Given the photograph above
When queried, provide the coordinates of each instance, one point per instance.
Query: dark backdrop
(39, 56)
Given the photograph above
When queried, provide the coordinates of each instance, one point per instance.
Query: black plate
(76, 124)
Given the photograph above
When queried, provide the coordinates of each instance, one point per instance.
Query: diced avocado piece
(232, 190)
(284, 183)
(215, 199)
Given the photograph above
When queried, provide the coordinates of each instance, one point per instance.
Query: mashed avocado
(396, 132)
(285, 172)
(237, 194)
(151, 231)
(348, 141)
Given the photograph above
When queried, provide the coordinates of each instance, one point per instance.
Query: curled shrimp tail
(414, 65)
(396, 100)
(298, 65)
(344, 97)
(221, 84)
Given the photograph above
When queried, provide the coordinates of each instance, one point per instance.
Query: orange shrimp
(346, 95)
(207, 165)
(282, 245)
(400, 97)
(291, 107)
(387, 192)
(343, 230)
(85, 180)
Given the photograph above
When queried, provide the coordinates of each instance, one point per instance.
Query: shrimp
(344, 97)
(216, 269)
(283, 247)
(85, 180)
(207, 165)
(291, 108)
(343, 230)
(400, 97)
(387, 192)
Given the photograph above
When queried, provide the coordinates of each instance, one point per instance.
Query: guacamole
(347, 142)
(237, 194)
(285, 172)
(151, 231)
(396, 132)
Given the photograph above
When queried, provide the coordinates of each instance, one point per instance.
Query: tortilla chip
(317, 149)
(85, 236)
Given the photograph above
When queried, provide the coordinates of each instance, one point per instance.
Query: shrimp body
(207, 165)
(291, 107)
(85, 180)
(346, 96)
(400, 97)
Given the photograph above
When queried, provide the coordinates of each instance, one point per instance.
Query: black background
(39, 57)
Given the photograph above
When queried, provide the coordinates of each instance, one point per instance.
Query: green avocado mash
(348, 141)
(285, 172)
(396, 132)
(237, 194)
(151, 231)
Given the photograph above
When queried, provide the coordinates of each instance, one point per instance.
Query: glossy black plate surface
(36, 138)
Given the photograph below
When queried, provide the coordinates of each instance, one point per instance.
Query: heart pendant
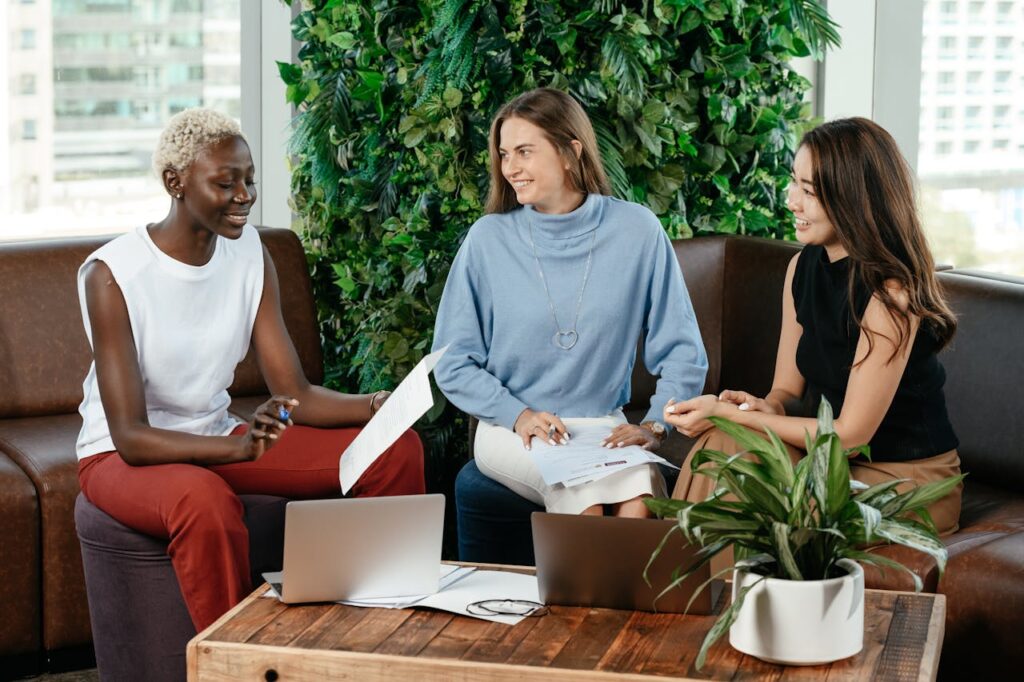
(565, 340)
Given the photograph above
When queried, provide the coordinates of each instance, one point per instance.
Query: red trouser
(197, 509)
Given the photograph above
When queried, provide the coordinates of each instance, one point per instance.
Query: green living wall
(696, 110)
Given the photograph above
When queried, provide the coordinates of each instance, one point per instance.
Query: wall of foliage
(696, 111)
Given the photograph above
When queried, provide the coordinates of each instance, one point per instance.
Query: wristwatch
(657, 429)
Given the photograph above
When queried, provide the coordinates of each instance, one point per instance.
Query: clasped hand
(266, 425)
(550, 429)
(690, 417)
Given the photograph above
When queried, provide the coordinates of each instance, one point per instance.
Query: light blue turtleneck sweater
(496, 320)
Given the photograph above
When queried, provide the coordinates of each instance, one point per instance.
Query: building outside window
(104, 77)
(971, 151)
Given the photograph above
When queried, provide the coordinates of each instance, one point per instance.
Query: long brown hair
(562, 120)
(866, 189)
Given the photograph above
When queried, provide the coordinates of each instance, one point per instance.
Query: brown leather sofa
(44, 357)
(736, 284)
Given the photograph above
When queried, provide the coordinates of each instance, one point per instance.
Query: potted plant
(798, 533)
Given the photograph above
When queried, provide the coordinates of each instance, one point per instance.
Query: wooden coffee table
(262, 639)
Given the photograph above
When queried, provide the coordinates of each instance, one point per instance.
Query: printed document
(408, 402)
(584, 459)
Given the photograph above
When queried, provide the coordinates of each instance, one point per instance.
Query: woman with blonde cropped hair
(545, 304)
(170, 309)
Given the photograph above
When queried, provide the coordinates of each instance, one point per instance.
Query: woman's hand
(632, 434)
(748, 402)
(690, 417)
(541, 425)
(268, 422)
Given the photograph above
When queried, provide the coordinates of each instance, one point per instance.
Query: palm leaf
(814, 25)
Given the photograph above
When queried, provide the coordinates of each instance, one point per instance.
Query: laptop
(363, 548)
(599, 561)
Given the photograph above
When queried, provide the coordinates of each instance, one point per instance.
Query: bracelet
(373, 399)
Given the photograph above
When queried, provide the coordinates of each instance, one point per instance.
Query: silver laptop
(599, 561)
(361, 548)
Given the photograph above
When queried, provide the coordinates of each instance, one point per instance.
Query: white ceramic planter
(801, 623)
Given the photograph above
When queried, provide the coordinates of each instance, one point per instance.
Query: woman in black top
(862, 321)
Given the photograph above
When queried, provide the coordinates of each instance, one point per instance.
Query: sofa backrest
(44, 354)
(735, 285)
(984, 381)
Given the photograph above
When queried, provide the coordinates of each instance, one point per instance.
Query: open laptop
(361, 548)
(599, 561)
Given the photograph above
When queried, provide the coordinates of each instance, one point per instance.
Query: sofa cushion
(44, 353)
(19, 627)
(44, 449)
(983, 389)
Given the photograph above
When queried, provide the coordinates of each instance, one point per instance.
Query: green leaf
(291, 74)
(723, 623)
(342, 39)
(452, 97)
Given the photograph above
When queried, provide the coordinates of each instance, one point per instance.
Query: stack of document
(460, 587)
(584, 459)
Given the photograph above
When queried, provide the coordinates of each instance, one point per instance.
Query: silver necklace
(564, 339)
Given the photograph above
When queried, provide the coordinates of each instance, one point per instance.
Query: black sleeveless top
(916, 425)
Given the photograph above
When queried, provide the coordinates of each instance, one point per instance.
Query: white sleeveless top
(192, 327)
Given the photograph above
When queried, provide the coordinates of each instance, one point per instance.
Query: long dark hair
(866, 189)
(562, 120)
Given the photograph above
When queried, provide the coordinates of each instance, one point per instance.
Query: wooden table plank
(499, 641)
(547, 638)
(289, 625)
(878, 616)
(331, 628)
(415, 633)
(592, 639)
(903, 637)
(900, 659)
(457, 638)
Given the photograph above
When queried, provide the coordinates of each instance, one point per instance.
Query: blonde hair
(562, 120)
(187, 134)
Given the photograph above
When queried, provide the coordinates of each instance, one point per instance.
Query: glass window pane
(89, 85)
(971, 152)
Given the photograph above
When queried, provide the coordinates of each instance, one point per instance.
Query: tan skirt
(945, 512)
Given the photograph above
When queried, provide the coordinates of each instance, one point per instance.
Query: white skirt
(501, 457)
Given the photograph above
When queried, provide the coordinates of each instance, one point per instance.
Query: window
(974, 82)
(1001, 83)
(946, 82)
(971, 155)
(27, 84)
(975, 47)
(115, 72)
(1005, 47)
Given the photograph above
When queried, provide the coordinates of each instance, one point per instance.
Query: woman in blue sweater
(546, 301)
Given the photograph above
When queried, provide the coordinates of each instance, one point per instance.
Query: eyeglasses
(522, 607)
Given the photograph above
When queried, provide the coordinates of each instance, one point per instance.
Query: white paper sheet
(484, 585)
(450, 573)
(461, 586)
(408, 402)
(584, 459)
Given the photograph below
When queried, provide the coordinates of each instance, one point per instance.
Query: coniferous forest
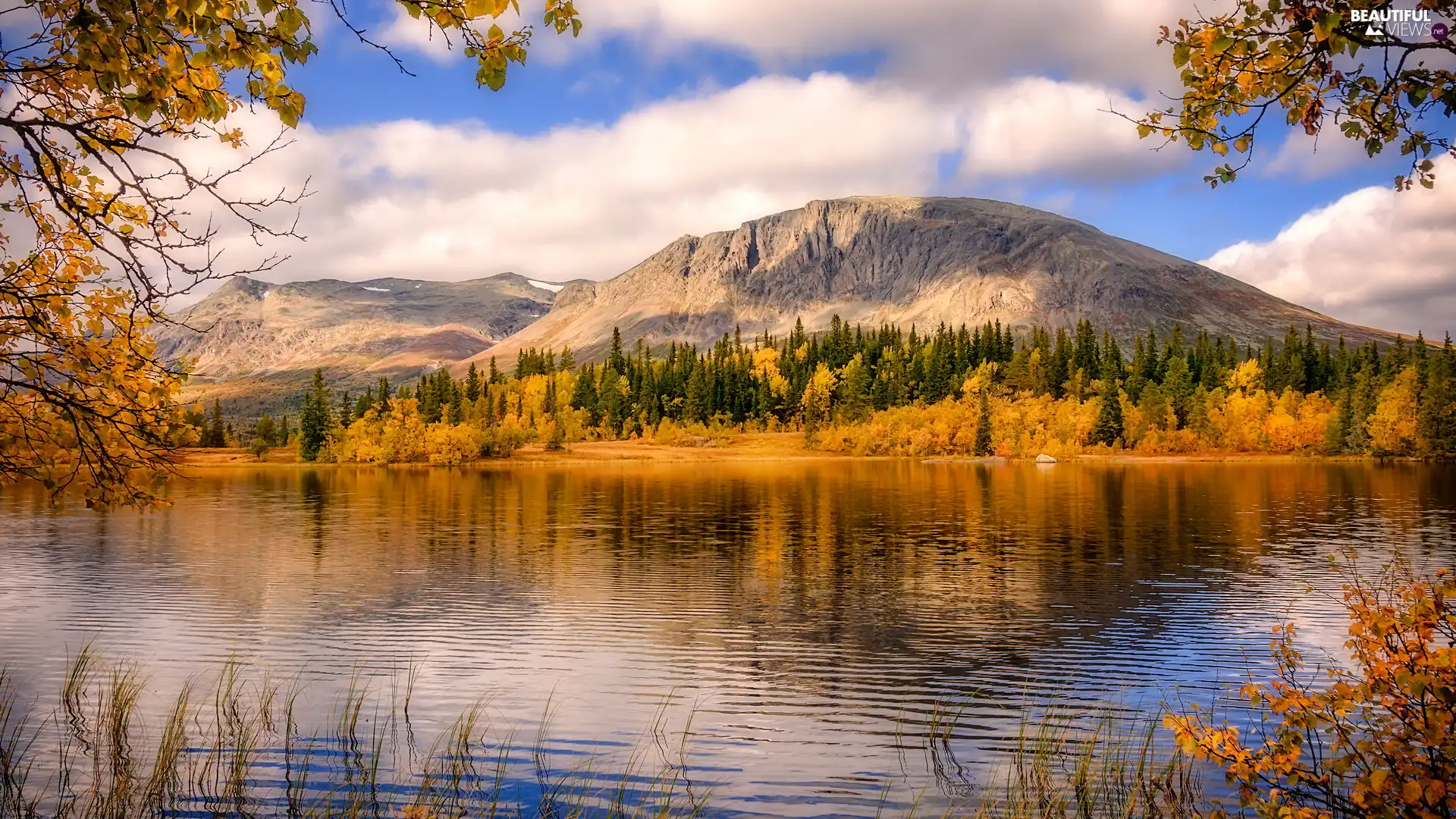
(890, 391)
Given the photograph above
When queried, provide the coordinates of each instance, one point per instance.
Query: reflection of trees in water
(954, 566)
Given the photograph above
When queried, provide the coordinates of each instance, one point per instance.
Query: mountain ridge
(908, 260)
(356, 330)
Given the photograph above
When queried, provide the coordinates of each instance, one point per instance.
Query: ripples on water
(810, 615)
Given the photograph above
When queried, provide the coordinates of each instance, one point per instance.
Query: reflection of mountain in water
(909, 573)
(813, 611)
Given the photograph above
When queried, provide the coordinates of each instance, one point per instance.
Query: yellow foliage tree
(1375, 741)
(1382, 80)
(1392, 425)
(817, 397)
(95, 96)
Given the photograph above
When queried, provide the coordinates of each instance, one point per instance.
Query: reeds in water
(232, 746)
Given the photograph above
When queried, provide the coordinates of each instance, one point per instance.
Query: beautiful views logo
(1401, 24)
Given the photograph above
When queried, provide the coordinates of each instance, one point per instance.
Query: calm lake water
(808, 618)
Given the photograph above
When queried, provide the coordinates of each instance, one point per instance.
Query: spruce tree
(1436, 426)
(615, 359)
(265, 431)
(313, 419)
(983, 426)
(216, 436)
(1110, 414)
(472, 384)
(1337, 435)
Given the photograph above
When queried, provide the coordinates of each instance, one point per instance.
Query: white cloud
(1375, 257)
(944, 44)
(455, 202)
(1036, 126)
(1315, 158)
(463, 200)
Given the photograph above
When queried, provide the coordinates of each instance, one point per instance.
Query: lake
(791, 630)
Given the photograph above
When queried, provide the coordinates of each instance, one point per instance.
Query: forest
(981, 391)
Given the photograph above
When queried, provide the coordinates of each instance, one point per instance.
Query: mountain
(357, 331)
(906, 261)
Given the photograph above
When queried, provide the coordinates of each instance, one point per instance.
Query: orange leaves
(1379, 739)
(1270, 55)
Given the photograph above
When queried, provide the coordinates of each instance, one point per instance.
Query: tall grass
(232, 746)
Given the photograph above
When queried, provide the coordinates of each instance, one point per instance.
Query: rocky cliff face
(908, 260)
(354, 330)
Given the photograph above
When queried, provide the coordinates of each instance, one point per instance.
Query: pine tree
(1365, 395)
(854, 390)
(584, 395)
(313, 419)
(216, 435)
(615, 359)
(696, 401)
(265, 430)
(983, 426)
(1110, 416)
(1436, 426)
(1178, 385)
(472, 384)
(1337, 433)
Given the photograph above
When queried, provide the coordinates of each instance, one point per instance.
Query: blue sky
(670, 117)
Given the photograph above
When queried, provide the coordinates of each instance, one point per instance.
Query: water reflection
(813, 613)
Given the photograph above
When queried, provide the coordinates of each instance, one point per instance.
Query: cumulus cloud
(456, 202)
(1313, 158)
(932, 42)
(1037, 126)
(1375, 257)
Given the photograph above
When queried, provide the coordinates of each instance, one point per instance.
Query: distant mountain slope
(908, 260)
(354, 330)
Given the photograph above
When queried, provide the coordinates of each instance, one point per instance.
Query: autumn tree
(1375, 76)
(983, 425)
(101, 231)
(1376, 739)
(817, 398)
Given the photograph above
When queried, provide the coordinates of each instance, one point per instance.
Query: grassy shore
(239, 742)
(747, 447)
====================
Show every line of the records that contains the string "mountain", treating uppercase and lowercase as distinct.

**Exercise response:**
Query: mountain ridge
Query: reflection of mountain in water
Query: mountain
Query: distant mountain slope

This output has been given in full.